Tarefas a realizar:
1) Responda, com base no texto sobre a imunidade de grupo, às seguintes perguntas:
(a) Durante quanto tempo podem ficar imunes, segundo o texto, aqueles que sobrevivem à covid-19?
(b) Que percentagem da população teria de ser infetada para que a imunidade de grupo oferecesse uma proteção significativa?
(c) Por que razão ninguém sabe quantas pessoas poderiam ficar seriamente doentes?
2) Pegue no texto sobre a imunidade de grupo e dê-lhe continuidade a partir da última frase apresentada.

Secção de texto:

A meu ver, esta ideia é não só contrária à lógica como é praticamente impossível de atingir, pelas seguintes razões:
Primeiro, porque não temos absolutamente nenhuma prova de que os infetados com este vírus em particular desenvolvam qualquer tipo de imunidade a longo prazo. Aqueles que sobrevivem à covid-19 tanto podem adquirir imunidade por uma semana, como por um mês, um ano ou dez anos. Ninguém sabe. E sem imunidade de longo prazo, não é possível assegurar a proteção generalizada da sociedade. Além disso, tal como acontece com outros vírus, surgirão indubitavelmente variações individuais. Algumas pessoas manter-se-ão imunes durante anos, outras apenas algumas semanas. Em resumo, advogar a imunidade de grupo como política a seguir nesta altura seria na minha opinião extremamente arriscado.
Em segundo lugar, os especialistas que estudam este problema consideram que, para que a imunidade de grupo pudesse oferecer uma proteção significativa, seria necessário que 70% da população em causa fosse infetada e desenvolvesse uma imunidade forte. Se sete milhões de portugueses fossem infetados, quantos de nós poderiam ficar seriamente doentes e exigindo hospitalização? Neste momento, ninguém o sabe. Porquê? Porque não dispomos de estatísticas fiáveis sobre a percentagem de pessoas que ou não apresentam sintomas ou cujos sintomas são tão fracos que passam despercebidos e não são registados.

Dados extraídos:
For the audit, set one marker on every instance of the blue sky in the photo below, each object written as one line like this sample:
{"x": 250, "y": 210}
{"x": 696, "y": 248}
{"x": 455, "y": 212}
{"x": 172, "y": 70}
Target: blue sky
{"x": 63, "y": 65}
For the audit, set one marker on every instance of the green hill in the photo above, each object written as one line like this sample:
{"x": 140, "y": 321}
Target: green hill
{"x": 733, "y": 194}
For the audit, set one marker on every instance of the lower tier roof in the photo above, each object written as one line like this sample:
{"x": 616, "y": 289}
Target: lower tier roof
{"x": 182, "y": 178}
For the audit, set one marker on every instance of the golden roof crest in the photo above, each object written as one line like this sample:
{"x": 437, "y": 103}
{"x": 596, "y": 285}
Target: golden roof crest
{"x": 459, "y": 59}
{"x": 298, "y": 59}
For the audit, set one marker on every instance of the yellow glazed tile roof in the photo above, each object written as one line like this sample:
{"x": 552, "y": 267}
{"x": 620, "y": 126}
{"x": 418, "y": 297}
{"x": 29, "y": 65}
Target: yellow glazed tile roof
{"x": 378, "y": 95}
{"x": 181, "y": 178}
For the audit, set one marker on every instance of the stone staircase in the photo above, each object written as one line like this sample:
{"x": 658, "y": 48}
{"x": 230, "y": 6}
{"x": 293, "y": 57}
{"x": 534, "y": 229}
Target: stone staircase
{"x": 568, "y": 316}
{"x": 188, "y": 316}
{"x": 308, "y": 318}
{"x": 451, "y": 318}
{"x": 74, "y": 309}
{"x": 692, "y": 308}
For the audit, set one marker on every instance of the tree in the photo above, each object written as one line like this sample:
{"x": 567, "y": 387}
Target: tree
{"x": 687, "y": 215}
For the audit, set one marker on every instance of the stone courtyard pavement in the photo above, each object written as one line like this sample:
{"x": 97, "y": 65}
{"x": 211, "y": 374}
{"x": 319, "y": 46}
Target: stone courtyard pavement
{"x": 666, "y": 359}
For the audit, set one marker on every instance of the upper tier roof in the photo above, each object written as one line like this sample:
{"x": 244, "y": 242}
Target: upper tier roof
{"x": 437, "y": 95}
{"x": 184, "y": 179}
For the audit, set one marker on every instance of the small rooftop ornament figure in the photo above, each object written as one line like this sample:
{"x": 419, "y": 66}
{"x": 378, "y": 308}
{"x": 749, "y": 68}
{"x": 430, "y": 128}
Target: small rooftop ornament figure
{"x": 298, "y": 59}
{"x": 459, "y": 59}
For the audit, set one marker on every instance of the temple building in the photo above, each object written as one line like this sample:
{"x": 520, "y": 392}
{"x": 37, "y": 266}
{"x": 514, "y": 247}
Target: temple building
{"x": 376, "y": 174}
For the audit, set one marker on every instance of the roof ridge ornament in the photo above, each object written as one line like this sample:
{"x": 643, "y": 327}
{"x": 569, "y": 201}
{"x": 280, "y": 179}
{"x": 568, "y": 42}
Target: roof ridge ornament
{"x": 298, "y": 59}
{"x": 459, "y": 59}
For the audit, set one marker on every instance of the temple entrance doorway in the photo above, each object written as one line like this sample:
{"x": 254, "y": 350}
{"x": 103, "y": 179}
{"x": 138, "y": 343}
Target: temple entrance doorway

Respostas escritas:
1)
(a) Tanto podem adquirir imunidade por uma semana como por um mês, um ano ou dez anos; ninguém sabe.
(b) Seria necessário que 70% da população em causa fosse infetada e desenvolvesse uma imunidade forte.
(c) Porque não há estatísticas fiáveis sobre a percentagem de pessoas que não apresentam sintomas ou cujos sintomas são tão fracos que passam despercebidos e não são registados.

2)
Consequentemente, nem cientistas nem políticos estão habilitados a fazer qualquer previsão fiável sobre quantos daqueles sete milhões de pessoas sobreviveriam e quantos morreriam.
Deveria Portugal e outros países pôr termo às suas políticas de distanciamento social e de quarentena – substituindo-as por uma política de imunidade de grupo – com base nesta situação de quase total ignorância em que nos encontramos?
Tudo me faz crer que não.
Outro problema que teríamos de defrontar é que, mesmo que apenas uma ínfima percentagem das pessoas infetadas viessem a ficar seriamente doentes, os nossos serviços de cuidados intensivos ficariam rapidamente sobrecarregados. Imagine-se, por exemplo, que apenas 1% desses sete milhões de pessoas infetadas com o novo coronavírus em Portugal necessitassem de hospitalização: teríamos mesmo assim 70 mil pessoas a recorrer aos hospitais.
Com 70 mil pessoas exigindo cuidados médicos urgentes, todas as unidades de cuidados intensivos do país ficariam rapidamente sobrelotadas. Vários milhares de pessoas apresentando sintomas de risco de vida teriam de ser enviadas para casa, por ser impossível admiti-las nos hospitais. Além disso, teria igualmente de ser negado acesso a cuidados médicos a pacientes com outras doenças e problemas de saúde graves: vítimas de acidentes rodoviários, mulheres apresentando complicações de gravidez constituindo risco de vida, vítimas de ataques cardíacos e AVC, por exemplo.
A quem caberá decidir quem é autorizado a entrar para uma unidade de cuidados intensivos e quem deve voltar para casa e possivelmente morrer?
Teremos de dispor de uma estratégia para recusar assistência a milhares de pessoas. O que significa que os órgãos hospitalares terão de estar preparados para decidir quem será admitido ou não admitido no hospital. E quem fará parte desses órgãos? Médicos? Administradores hospitalares? Quais serão os critérios por eles adoptados? Será que tais órgãos poderão decidir que as pessoas com mais de 70 anos não deverão ter acesso a cuidados médicos? Os cegos ou os surdos? As pessoas em cadeiras de rodas? Os imigrantes?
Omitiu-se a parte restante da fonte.